Return each of the following lines unchanged, in the same order.

* * * * * * *

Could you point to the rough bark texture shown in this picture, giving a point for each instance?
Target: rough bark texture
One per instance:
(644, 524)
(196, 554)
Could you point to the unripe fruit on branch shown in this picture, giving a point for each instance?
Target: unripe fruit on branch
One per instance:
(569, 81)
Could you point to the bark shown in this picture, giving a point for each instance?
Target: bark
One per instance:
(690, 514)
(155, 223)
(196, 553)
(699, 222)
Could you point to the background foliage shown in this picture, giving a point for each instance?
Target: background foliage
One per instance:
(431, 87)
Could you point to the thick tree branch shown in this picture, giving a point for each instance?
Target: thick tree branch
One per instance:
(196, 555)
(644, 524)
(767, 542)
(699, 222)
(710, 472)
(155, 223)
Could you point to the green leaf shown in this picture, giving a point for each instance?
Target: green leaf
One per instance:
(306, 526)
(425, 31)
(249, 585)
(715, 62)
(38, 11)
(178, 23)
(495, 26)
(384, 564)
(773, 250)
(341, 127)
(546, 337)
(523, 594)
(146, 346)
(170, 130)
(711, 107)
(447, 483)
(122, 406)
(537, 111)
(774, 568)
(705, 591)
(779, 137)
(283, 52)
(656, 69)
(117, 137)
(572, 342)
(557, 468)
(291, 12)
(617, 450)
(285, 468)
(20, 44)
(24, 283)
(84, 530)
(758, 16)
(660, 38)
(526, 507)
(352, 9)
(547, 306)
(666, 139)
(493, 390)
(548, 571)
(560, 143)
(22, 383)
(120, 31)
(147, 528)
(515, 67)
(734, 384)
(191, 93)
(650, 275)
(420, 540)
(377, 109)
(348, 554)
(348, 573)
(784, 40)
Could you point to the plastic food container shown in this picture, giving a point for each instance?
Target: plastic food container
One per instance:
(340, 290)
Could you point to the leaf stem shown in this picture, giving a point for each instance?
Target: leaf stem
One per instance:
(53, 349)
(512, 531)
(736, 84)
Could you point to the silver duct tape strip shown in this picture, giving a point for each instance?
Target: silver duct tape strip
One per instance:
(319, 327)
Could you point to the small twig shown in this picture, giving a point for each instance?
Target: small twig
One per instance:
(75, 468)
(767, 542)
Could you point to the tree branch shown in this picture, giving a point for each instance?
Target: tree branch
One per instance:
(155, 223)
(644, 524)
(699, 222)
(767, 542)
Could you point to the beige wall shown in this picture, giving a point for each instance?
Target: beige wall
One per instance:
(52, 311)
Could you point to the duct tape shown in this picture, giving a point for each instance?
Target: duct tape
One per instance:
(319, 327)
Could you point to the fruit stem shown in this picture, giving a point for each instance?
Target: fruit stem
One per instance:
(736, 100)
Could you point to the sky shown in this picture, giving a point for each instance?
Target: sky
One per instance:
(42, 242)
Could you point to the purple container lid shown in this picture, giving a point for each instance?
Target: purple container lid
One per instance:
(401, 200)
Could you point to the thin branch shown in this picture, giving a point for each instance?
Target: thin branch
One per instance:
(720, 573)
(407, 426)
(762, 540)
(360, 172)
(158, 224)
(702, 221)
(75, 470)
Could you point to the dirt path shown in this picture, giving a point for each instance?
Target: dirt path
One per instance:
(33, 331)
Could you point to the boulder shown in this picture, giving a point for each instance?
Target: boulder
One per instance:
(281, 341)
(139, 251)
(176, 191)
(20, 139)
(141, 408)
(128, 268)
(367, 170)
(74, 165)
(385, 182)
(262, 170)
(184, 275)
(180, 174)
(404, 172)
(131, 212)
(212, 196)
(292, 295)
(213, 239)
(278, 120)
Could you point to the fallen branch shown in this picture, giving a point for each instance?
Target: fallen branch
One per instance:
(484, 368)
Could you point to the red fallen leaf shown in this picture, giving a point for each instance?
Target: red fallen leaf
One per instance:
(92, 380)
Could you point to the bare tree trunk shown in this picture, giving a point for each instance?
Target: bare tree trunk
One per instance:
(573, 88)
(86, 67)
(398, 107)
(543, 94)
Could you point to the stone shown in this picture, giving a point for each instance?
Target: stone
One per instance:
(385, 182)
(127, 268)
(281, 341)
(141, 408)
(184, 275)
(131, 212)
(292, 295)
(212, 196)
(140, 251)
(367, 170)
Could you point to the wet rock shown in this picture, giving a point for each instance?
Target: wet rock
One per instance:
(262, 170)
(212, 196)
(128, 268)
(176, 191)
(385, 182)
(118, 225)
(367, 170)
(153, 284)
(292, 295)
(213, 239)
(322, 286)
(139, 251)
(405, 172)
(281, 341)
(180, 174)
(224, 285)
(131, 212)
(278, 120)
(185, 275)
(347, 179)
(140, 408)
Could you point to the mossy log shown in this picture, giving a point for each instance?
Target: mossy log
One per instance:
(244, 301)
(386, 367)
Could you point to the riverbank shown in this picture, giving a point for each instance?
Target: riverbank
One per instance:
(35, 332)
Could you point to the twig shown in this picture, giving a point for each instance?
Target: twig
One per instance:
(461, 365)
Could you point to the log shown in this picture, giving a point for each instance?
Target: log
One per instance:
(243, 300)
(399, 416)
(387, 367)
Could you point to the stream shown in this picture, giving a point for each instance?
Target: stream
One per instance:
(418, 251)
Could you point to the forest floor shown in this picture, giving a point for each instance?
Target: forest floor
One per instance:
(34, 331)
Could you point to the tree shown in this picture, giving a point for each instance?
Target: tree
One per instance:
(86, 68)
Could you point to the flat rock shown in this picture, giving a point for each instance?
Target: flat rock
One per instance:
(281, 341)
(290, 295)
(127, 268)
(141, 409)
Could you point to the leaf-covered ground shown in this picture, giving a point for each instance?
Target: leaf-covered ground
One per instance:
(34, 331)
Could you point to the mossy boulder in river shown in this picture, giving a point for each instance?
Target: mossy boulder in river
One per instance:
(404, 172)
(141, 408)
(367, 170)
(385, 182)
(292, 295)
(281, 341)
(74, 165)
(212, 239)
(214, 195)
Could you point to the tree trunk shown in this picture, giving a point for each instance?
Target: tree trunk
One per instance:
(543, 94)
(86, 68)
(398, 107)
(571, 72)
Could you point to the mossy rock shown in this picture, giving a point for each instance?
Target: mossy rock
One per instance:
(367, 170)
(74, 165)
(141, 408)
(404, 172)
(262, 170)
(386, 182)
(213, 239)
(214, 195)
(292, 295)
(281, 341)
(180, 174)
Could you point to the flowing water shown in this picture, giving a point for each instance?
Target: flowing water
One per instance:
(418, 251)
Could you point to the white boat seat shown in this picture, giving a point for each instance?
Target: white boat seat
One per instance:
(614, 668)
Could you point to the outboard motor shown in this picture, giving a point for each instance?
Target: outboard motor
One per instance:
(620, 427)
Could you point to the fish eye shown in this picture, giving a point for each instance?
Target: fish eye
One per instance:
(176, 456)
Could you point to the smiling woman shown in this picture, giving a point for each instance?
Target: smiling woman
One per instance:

* * * * * * *

REPLY TO THE EXERCISE:
Could you point to the rough bark texture shown in this picture, giving a point for each instance?
Target: rough bark texture
One per instance:
(644, 524)
(196, 554)
Could you point to the unripe fruit on branch shown in this picture, giving a point for each instance?
Target: unripe fruit on branch
One per instance:
(569, 81)
Could you point to the bark shown in this picture, giving a point for each instance?
Target: bark
One per instance:
(690, 514)
(155, 223)
(196, 553)
(699, 222)
Could you point to the background foliage shown in this picture, giving a point for each instance?
Target: background foliage
One per instance:
(431, 87)
Could you point to the thick tree branch shown in this picture, giving a point for each instance?
Target: thick tree branch
One per instance:
(196, 555)
(644, 524)
(767, 542)
(699, 222)
(710, 472)
(155, 223)
Could you point to the green leaf shown in this picture, giving a point for each instance?
Target: green leaf
One per instance:
(306, 526)
(425, 31)
(249, 585)
(715, 62)
(38, 11)
(178, 23)
(495, 26)
(384, 564)
(773, 250)
(341, 127)
(546, 337)
(523, 594)
(146, 346)
(170, 130)
(711, 107)
(447, 483)
(122, 406)
(537, 111)
(774, 568)
(705, 591)
(779, 137)
(283, 52)
(656, 69)
(117, 137)
(572, 342)
(557, 468)
(291, 12)
(617, 450)
(285, 468)
(20, 44)
(24, 283)
(84, 530)
(758, 16)
(660, 38)
(526, 507)
(352, 9)
(547, 306)
(666, 139)
(493, 390)
(548, 571)
(560, 143)
(22, 383)
(120, 31)
(147, 528)
(515, 67)
(734, 384)
(191, 93)
(650, 275)
(420, 540)
(377, 109)
(348, 554)
(348, 573)
(784, 40)
Could you point to the plastic food container shown in this picture, giving a point for each instance?
Target: plastic food container
One per instance:
(340, 290)
Could you point to the leaf stem shown in this picture, giving a point for each instance?
Target: leaf stem
One per instance:
(53, 349)
(512, 531)
(736, 84)
Could you point to the silver duct tape strip shown in this picture, giving a point for each instance?
Target: silver duct tape strip
One per instance:
(319, 327)
Could you point to the small twig shown in this picture, giving a point for each instance?
Target: small twig
One per instance:
(75, 468)
(767, 542)
Could you point to the tree branch shown in this picture, giving a point for each instance?
Target: tree branch
One per instance:
(155, 223)
(644, 524)
(699, 222)
(767, 542)
Could you point to the beige wall shown in this picture, giving a point for each instance?
Target: beige wall
One per instance:
(52, 311)
Could you point to the duct tape shown in this picture, giving a point for each instance?
Target: duct tape
One per instance:
(319, 327)
Could you point to the fruit stem shown in this picture, giving a point for each instance?
Target: fruit stem
One per instance:
(736, 100)
Could you point to the sky shown in this picture, giving a point for each instance?
Target: sky
One per instance:
(42, 242)
Could you point to the purple container lid shown in this picture, giving a point for each instance?
Target: purple container lid
One per instance:
(401, 200)
Could you point to the thin branch shown in this picture, giving a point for each instance?
Target: thin branch
One per instance:
(720, 573)
(407, 426)
(762, 540)
(360, 172)
(158, 224)
(702, 221)
(75, 470)
Could you point to the dirt path shown in this picture, giving a point for each instance?
Target: dirt path
One per instance:
(33, 331)
Could you point to the boulder shown in this picture, giving a point for each instance?
Target: boulder
One per instance:
(281, 341)
(139, 251)
(176, 191)
(20, 139)
(141, 408)
(128, 268)
(367, 170)
(74, 165)
(385, 182)
(262, 170)
(184, 275)
(180, 174)
(404, 172)
(131, 212)
(212, 196)
(292, 295)
(213, 239)
(278, 120)
Could you point to the fallen branch shown in this picture, giving a point for each instance?
Target: fallen branch
One per instance:
(484, 368)
Could you point to the red fallen leaf shown in this picture, giving a point for each instance?
Target: red fallen leaf
One per instance:
(92, 380)
Could you point to the bare tree trunk shown in this picture, giving a point for each instance?
Target: bare tree trunk
One per instance:
(573, 88)
(86, 67)
(398, 107)
(543, 94)
Could you point to the stone shown in this picture, giving a point for each instance?
Target: stone
One per instance:
(385, 182)
(127, 268)
(281, 341)
(141, 408)
(184, 275)
(131, 212)
(292, 295)
(212, 196)
(140, 251)
(367, 170)
Could you point to the wet rock shown in this picture, giving a point for each instance?
Target: wet rock
One per instance:
(262, 170)
(212, 196)
(128, 268)
(176, 191)
(385, 182)
(118, 225)
(367, 170)
(153, 284)
(292, 295)
(213, 239)
(322, 286)
(139, 251)
(405, 172)
(281, 341)
(180, 174)
(224, 285)
(131, 212)
(278, 120)
(185, 275)
(347, 179)
(140, 408)
Could you point to the mossy log shown in this picture, giving a point for each instance?
Target: mossy log
One per instance:
(244, 301)
(386, 367)
Could you point to the riverbank shown in this picture, giving a point for each instance?
Target: riverbank
One per instance:
(35, 332)
Could you point to the twig shown in this picture, giving a point for each instance?
Target: twig
One per instance:
(461, 365)
Could you point to the log shown in this picture, giving a point for each instance?
Target: log
One per instance:
(243, 300)
(399, 416)
(387, 367)
Could you point to the stream shown in this picture, giving a point for each instance?
Target: stream
One per instance:
(418, 251)
Could you point to the forest floor shown in this picture, giving a point for each instance?
Target: forest floor
One per instance:
(34, 331)
Could you point to the tree shown in this picture, giving a point for each instance?
Target: tree
One per instance:
(86, 68)
Could you point to the flat rock shown in this picture, giving a point for each instance?
Target: flat rock
One per instance:
(281, 341)
(290, 295)
(127, 268)
(141, 409)
Could you point to the leaf-covered ground shown in this picture, giving a point for each instance?
Target: leaf-covered ground
One per instance:
(34, 331)
Could you point to the mossy boulder in river shown in this picture, giving a point for each instance?
Target: mossy boulder in river
One per instance:
(404, 172)
(141, 408)
(367, 170)
(385, 182)
(292, 295)
(281, 341)
(74, 165)
(212, 239)
(214, 195)
Could you point to the tree trunk shown in this picture, giving a point for each instance?
Target: tree trunk
One per instance:
(543, 94)
(86, 68)
(398, 107)
(571, 72)
Could you point to the mossy rock shown in this picture, giving a point for each instance?
Target: mossy rock
One per instance:
(367, 170)
(74, 165)
(141, 408)
(404, 172)
(262, 170)
(386, 182)
(213, 239)
(214, 195)
(292, 295)
(281, 341)
(180, 174)
Could you point to the flowing water shown in this picture, giving a point for each instance?
Target: flowing water
One per instance:
(418, 251)
Could you point to the white boat seat shown in this picture, giving a point for each instance?
Target: white boat seat
One per instance:
(614, 668)
Could you point to the outboard motor shown in this picture, giving a point for each instance?
Target: outboard motor
One per instance:
(620, 427)
Could you point to the fish eye shown in this picture, giving a point for each instance?
Target: fish eye
One per instance:
(176, 456)
Could you point to the smiling woman shown in this picture, giving a point for each instance?
Target: smiling woman
One per instance:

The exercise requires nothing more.